Uncategorized
May 3, 2026

AI outperforms doctors in diagnosis tests — but don’t expect it to replace your doctor

A new study that examined how well artificial intelligence performed in an emergency room setting found that it outperformed doctors at diagnosing patients. 

The study, published in Science on Thursday, evaluated OpenAI’s o1 model, which the company released in 2024. The model is a reasoning-focused AI specifically designed to excel at complex, structured problems. This makes it fairly different from chatbots like ChatGPT, which OpenAI designed as a generalist.

Despite the positive results from the study, the researchers emphasized the study’s limitations and raised concerns that their results may be used by others to suggest AI replace doctors. Dr. Adam Rodman, a general internis­­­t and medical educator at Beth Israel Deaconess Medical Center and the co-author of the study, said he gets “a little bit queasy about how some of these results might be used.”

What did the studies find?

The research team tested the model in different ways. The first way tested against curated medical training cases. These cases are specifically designed to test doctors’ diagnostic thinking and are just like the exams physicians take in school. 

In these tests, the AI model consistently outperformed across these scenarios. But the way that test where the AI really excelled was with historical real-world ER cases. 

During this test, researchers pulled patient cases from Beth Israel Deaconess Medical Center to get as close to real conditions as possible. The researchers noted that they gave the AI raw electronic health record data, which they described as “messy” and similar to what actual doctors encounter. 

The team tested the data at two different points: when the patient arrived at triage and then later when the patient was ready for admission. In the first test, the AI got the correct diagnosis 67% of the time, compared to 50% and 55% for the two human doctors it measured against. By the time the patient was ready for admission, the AI’s diagnosis jumped to 81%, compared to 70% and 79% for the human doctors. 

Although the tests were not conducted during the hospital visit, the researchers found that the AI was effective at making diagnoses.

◆ **Exercise 1**
Copy the passage of the AI diagnosis article between "AI outperforms doctors" and "as a generalist.", inclusive.
◆ **Exercise 2**
Continue the article about the AI diagnosis study from the point where it ends.

◆ **Dataset entries**
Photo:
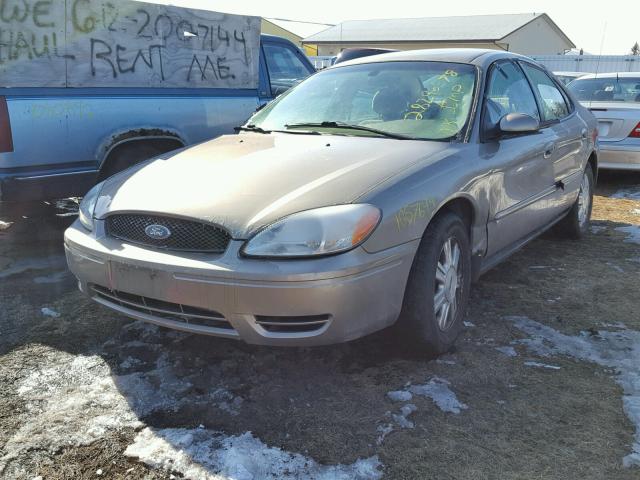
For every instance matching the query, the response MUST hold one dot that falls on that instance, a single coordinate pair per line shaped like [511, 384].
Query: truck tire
[127, 156]
[437, 291]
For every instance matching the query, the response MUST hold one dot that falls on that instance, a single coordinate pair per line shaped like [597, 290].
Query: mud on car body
[369, 195]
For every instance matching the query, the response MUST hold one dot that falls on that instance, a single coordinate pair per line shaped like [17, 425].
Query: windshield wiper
[256, 129]
[251, 128]
[347, 126]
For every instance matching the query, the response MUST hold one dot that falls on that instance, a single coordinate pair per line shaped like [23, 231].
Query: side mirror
[518, 123]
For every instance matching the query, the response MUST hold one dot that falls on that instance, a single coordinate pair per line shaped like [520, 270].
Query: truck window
[285, 68]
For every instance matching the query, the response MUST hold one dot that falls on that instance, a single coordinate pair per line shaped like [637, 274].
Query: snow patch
[208, 455]
[71, 402]
[399, 396]
[542, 365]
[508, 351]
[437, 389]
[633, 233]
[48, 312]
[618, 350]
[627, 194]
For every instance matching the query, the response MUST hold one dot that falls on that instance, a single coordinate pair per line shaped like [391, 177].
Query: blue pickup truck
[58, 142]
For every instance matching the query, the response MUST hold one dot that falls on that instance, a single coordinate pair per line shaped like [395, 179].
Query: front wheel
[576, 223]
[437, 292]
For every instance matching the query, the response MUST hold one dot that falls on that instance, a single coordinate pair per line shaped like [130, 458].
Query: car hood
[244, 182]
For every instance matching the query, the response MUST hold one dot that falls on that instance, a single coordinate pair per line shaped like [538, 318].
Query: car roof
[572, 74]
[475, 56]
[612, 75]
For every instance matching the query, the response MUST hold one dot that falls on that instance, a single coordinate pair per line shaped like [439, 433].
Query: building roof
[301, 29]
[430, 29]
[477, 56]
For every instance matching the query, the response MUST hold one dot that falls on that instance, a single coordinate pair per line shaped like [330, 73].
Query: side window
[285, 68]
[508, 92]
[554, 105]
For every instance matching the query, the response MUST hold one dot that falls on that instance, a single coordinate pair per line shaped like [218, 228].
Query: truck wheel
[126, 157]
[437, 292]
[576, 223]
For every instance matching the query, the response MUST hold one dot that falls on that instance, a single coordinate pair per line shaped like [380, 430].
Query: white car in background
[568, 77]
[614, 98]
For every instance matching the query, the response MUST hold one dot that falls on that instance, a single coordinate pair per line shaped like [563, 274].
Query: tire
[421, 325]
[576, 223]
[126, 157]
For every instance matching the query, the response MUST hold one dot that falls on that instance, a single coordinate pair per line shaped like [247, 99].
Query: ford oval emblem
[157, 232]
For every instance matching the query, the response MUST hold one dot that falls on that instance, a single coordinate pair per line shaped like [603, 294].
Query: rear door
[523, 181]
[569, 150]
[615, 121]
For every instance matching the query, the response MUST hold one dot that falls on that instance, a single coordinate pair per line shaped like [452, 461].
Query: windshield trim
[462, 136]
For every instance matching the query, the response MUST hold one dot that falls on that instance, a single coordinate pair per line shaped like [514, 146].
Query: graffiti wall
[124, 43]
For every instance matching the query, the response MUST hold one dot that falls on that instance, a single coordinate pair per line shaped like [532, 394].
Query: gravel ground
[544, 382]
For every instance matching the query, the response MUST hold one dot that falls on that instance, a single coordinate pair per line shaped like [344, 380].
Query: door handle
[548, 150]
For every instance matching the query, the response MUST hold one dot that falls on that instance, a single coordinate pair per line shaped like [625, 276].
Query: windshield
[606, 89]
[419, 100]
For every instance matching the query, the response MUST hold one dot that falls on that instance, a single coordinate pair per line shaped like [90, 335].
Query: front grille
[305, 324]
[185, 235]
[161, 309]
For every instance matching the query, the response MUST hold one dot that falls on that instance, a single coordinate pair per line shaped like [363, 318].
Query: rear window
[606, 89]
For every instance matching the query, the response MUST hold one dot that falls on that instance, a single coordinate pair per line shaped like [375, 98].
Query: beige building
[526, 33]
[294, 31]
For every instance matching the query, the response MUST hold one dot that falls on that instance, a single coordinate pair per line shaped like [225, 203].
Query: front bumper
[285, 303]
[623, 155]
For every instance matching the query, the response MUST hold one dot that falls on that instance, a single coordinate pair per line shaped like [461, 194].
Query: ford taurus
[370, 195]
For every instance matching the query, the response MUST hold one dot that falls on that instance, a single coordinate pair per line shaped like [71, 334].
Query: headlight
[322, 231]
[88, 205]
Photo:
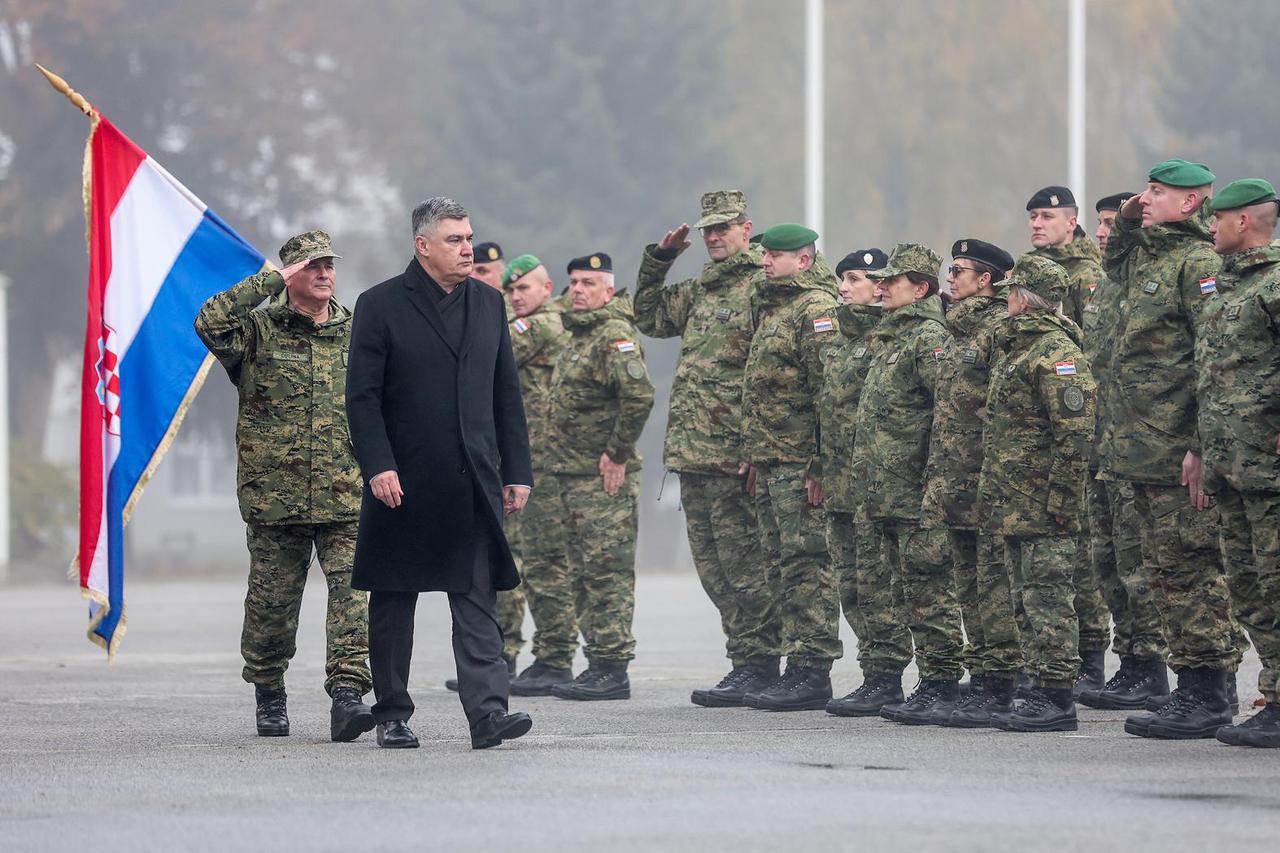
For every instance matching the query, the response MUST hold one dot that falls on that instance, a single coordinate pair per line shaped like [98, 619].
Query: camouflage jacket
[895, 414]
[1040, 423]
[1239, 374]
[712, 314]
[1083, 264]
[842, 374]
[600, 393]
[296, 460]
[1165, 273]
[960, 411]
[794, 320]
[536, 341]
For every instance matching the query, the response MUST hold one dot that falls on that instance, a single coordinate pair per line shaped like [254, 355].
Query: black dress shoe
[348, 717]
[396, 734]
[499, 726]
[272, 715]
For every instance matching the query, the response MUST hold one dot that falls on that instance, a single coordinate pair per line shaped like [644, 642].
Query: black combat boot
[1198, 712]
[929, 706]
[1093, 673]
[800, 688]
[1260, 730]
[538, 679]
[732, 689]
[877, 690]
[348, 717]
[1045, 710]
[273, 714]
[1147, 678]
[600, 680]
[976, 711]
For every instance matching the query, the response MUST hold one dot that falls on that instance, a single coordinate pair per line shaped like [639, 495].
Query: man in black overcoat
[437, 422]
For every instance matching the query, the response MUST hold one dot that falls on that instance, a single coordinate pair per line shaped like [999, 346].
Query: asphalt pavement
[158, 752]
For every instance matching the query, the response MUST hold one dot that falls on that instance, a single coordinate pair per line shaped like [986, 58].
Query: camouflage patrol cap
[1042, 277]
[721, 206]
[306, 247]
[909, 258]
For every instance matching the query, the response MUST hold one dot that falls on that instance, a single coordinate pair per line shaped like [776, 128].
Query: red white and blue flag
[156, 252]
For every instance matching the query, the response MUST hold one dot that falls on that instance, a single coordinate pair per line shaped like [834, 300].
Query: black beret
[863, 259]
[1051, 197]
[487, 252]
[1114, 203]
[598, 261]
[983, 252]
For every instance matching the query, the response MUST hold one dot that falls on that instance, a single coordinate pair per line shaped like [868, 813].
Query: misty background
[566, 127]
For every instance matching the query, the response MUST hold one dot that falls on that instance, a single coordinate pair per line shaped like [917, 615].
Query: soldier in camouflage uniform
[1054, 222]
[794, 311]
[712, 314]
[1040, 423]
[599, 398]
[851, 542]
[895, 418]
[1161, 258]
[536, 533]
[1115, 541]
[1238, 366]
[297, 477]
[979, 308]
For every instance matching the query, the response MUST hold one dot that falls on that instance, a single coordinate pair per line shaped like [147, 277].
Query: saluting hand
[676, 241]
[385, 488]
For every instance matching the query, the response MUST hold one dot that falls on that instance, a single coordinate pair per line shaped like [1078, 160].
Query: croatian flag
[156, 252]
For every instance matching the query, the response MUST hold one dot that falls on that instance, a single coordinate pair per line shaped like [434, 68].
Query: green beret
[1041, 276]
[1242, 194]
[519, 268]
[789, 237]
[909, 258]
[1180, 173]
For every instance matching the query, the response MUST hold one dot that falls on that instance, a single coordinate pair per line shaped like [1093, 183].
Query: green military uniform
[598, 401]
[895, 419]
[1040, 422]
[1152, 423]
[951, 486]
[297, 478]
[712, 315]
[794, 320]
[1239, 423]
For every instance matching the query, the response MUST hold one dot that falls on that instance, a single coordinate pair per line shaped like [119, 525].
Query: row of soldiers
[982, 478]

◆ **Your response 1**
AI outperforms doctors in diagnosis tests — but don’t expect it to replace your doctor

A new study that examined how well artificial intelligence performed in an emergency room setting found that it outperformed doctors at diagnosing patients. 

The study, published in Science on Thursday, evaluated OpenAI’s o1 model, which the company released in 2024. The model is a reasoning-focused AI specifically designed to excel at complex, structured problems. This makes it fairly different from chatbots like ChatGPT, which OpenAI designed as a generalist.

◆ **Your response 2**
“We can definitively say … reasoning models can meet that criteria for making diagnostic reasoning at the highest levels of human performance,” Rodman said, according to Vox. 

ChatGPT is still no doctor

While specific models developed for the medical field performed well in tests, that doesn’t mean ChatGPT or other large language models are a replacement for a general physician. Something the researchers specifically noted. 

”No one should look at this and say we do not need doctors,” Rodman said.

A previous study published in February in Nature Medicine found that ChatGPT underestimated the severity of a patient’s condition in 52% of cases.

To test this, researchers gave the chatbot a range of medical scenarios, from non-urgent to medical emergencies, and evaluated its performance in assessment. In one example of the AI failing to notice the severity of the diagnosis, the bot told a patient on the verge of diabetic shock or respiratory failure to just monitor themselves instead of seeking immediate care. It also repeatedly failed to pick up on clear signs of suicidal ideation, a topic Straight Arrow has previously reported on

The authors of the study published on Thursday have asked that their research be used in clinical trials testing how AI performs under real-world conditions before any hospital uses it to deploy more AI. 

“Our findings suggest the urgent need for prospective trials to evaluate these technologies in real-world patient care settings,” the authors wrote.